*Your tasks*:
1 > In the forum thread on Java character sets, is each of the following statements (a), (b), and (c) true? For each one, answer yes or no and quote the words from the thread that decide it.
(a) The first poster's only past concern with character sets was ASCII vs EBCDIC.
(b) The reply says that Unicode is a character encoding.
(c) The first poster considers internationalization a priority.
2 > Rewrite the paragraph of the forum thread on Java character sets that begins "I understand that Unicode is a 16-bit character set" as a short list, keeping its main facts.
3 > Continue the forum thread on Java character sets from the point where it stops.

*Page*:

----

Velocity Reviews - Computer Hardware Reviews

Velocity Reviews > Newsgroups > Programming > Java > Java Newbie Question: Character Sets, Unicode, et al

Reply
Thread Tools

Java Newbie Question: Character Sets, Unicode, et al

 
 
BLG
Guest
Posts: n/a
 
      10-17-2003
Greetings!

I am studying several books on the Java programming language and have
come across references to the fact that the JDK uses Unicode as the
default character set. I am not convinced that I fully comprehend
what the author is telling me.

I understand that Unicode is a 16-bit character set and that true
ASCII is a 7-bit representation. When I look at my source files in a
hex editor, they appear to be extended ASCII 8-bit format (which I
assume is the Windows default for a text file). OK - I assume then
that the JRE uses Unicode character sets, but javac uses some 8-bit
character set. Is this correct?

But beyond that, should I even care what the character set is?
Assuming, of course, internationalization is not a priority for me.

Also, how do I determine what character set Windows is using? How do
I change character sets in Windows?

And lastly, what is the relationship between a character set and a
font?

I hope these questions aren't too off the wall. I am trying to
clarify in my mind this character set concept. In the past, my only
concern has been ASCII vs EBCDIC.

Regards!

 
Reply With Quote
 
 
 
 
Chris Smith
Guest
Posts: n/a
 
      10-17-2003
BLG wrote:
> I understand that Unicode is a 16-bit character set and that true
> ASCII is a 7-bit representation.


Actually, that's a more accurate statement than most people would have
made. If you want to be really picky, though, I'd make one correction:
Unicode and ASCII are both character sets. ASCII is *also* a character
encoding (which may be what you meant by representation), which Unicode
is not (instead, there are several common encodings for the Unicode
character set, including UTF-8, UTF-16LE and UTF-16BE).

> When I look at my source files in a
> hex editor, they appear to be extended ASCII 8-bit format (which I
> assume is the Windows default for a text file).

----

Dataset excerpt
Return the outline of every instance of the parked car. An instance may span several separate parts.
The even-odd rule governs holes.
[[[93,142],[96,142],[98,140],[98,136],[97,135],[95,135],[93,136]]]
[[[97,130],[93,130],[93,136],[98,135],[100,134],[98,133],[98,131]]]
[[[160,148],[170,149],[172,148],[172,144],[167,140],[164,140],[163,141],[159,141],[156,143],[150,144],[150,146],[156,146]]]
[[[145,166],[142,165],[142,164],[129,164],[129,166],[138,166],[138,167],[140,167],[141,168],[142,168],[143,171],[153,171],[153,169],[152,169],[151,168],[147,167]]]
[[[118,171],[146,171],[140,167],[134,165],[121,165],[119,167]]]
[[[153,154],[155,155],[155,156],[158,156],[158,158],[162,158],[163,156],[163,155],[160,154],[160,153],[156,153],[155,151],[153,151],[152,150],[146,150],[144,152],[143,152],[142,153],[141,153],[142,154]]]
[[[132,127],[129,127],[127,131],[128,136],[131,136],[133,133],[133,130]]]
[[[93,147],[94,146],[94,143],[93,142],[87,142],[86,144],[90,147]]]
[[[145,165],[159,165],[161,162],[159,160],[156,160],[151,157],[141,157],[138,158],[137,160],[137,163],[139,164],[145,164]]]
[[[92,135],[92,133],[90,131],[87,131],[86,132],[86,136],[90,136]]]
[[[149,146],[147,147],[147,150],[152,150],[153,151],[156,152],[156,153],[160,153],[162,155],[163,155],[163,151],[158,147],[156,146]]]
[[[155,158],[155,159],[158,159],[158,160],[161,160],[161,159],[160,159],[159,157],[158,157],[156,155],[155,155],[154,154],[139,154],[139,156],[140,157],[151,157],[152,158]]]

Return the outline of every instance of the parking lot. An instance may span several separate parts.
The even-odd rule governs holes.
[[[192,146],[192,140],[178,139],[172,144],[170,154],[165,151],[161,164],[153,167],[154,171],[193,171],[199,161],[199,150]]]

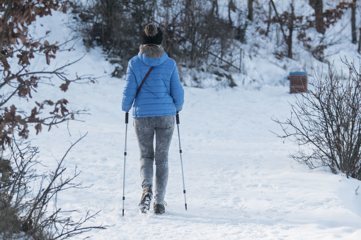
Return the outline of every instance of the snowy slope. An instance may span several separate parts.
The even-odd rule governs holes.
[[[57,20],[42,19],[43,26],[35,31],[40,34],[43,30],[39,28],[45,32],[47,27],[54,28]],[[69,30],[63,27],[53,31],[54,37],[67,37]],[[356,193],[361,190],[355,190],[361,182],[297,163],[287,157],[296,146],[283,142],[269,131],[280,130],[271,118],[289,116],[288,101],[293,101],[295,95],[288,93],[287,85],[265,85],[259,91],[242,86],[218,91],[184,88],[179,127],[187,211],[176,130],[169,153],[166,213],[156,216],[138,212],[142,194],[139,153],[131,120],[122,217],[125,124],[120,103],[124,81],[109,77],[113,66],[105,60],[100,49],[87,53],[81,41],[75,48],[73,52],[58,53],[56,60],[65,62],[86,54],[69,72],[93,74],[100,77],[98,82],[71,84],[65,93],[48,86],[40,87],[52,97],[66,98],[74,108],[89,109],[91,115],[79,117],[85,122],[69,123],[71,136],[64,124],[33,135],[31,142],[39,147],[42,161],[51,168],[55,158],[61,159],[70,146],[68,141],[74,142],[88,133],[68,154],[65,164],[68,174],[73,174],[77,166],[77,171],[82,171],[78,181],[92,186],[60,195],[58,205],[81,210],[81,214],[72,214],[75,218],[88,210],[101,210],[90,223],[116,225],[89,233],[93,236],[90,239],[360,239],[361,194]],[[262,61],[263,69],[274,67],[260,56],[252,60],[247,64],[255,66],[254,63]],[[40,60],[38,64],[42,64]],[[266,80],[269,83],[275,80]],[[44,97],[34,95],[35,100]]]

----

*Answers given*:
1 >
(a) Yes: "In the past, my only concern has been ASCII vs EBCDIC."
(b) No: "ASCII is *also* a character encoding (which may be what you meant by representation), which Unicode is not"
(c) No: "Assuming, of course, internationalization is not a priority for me."

2 >
- Unicode is a 16-bit character set, and true ASCII is a 7-bit representation.
- Viewed in a hex editor, the source files appear to be in extended ASCII 8-bit format, assumed to be the Windows default for a text file.
- The poster concludes that the JRE uses Unicode character sets while javac uses some 8-bit character set, and asks whether this is correct.

3 >
No. There is no such thing as "extended ASCII 8-bit format" as some
specific entity. There are, actually, quite a large number of different
8-bit character encodings, including Cp1252, ISO8859-1, ISO8859-2,
ISO8859-3, and so on and so forth, and practically all of them are
different extensions to ASCII. ASCII itself, as a character encoding,
is in fact an 8-bit encoding as well, with the high-order bit always
being set to zero.

> OK - I assume then
> that the JRE uses Unicode character sets, but javac uses some 8-bit
> character set. Is this correct?


Not necessarily. The javac compiler uses the platform default character
encoding. What that is depends on what platform you're developing on.

More to the point, though, you're looking to the wrong place for that
answer. The javac utility is a *consumer* of your source files; it
doesn't create them. The format of your source files comes from
whatever tool you've used to write them, and I don't know what tool that
is. You're fortunate that it happens to be compatible with what javac
expects to read (which will generally happen if you stick to ASCII
characters in your source code, but can be a problem if not)

> But beyond that, should I even care what the character set is?


Sure. If you expect to write robust character-based I/O code, that is
(in any language, not just Java).

> Assuming, of course, internationalization is not a priority for me.


That's not necessarily relevant. Encodings vary between platforms,
languages and language configurations, and applications, among other
things. They are often specified in protocol and file format
descriptions. You don't have to be doing i18n code to care about the
definition of a character encoding.

> Also, how do I determine what character set Windows is using? How do
> I change character sets in Windows?


Actually, I have no idea. I've never needed to do it.

> And lastly, what is the relationship between a character set and a
> font?


A font provides glyphs (visual appearances) for some set of characters.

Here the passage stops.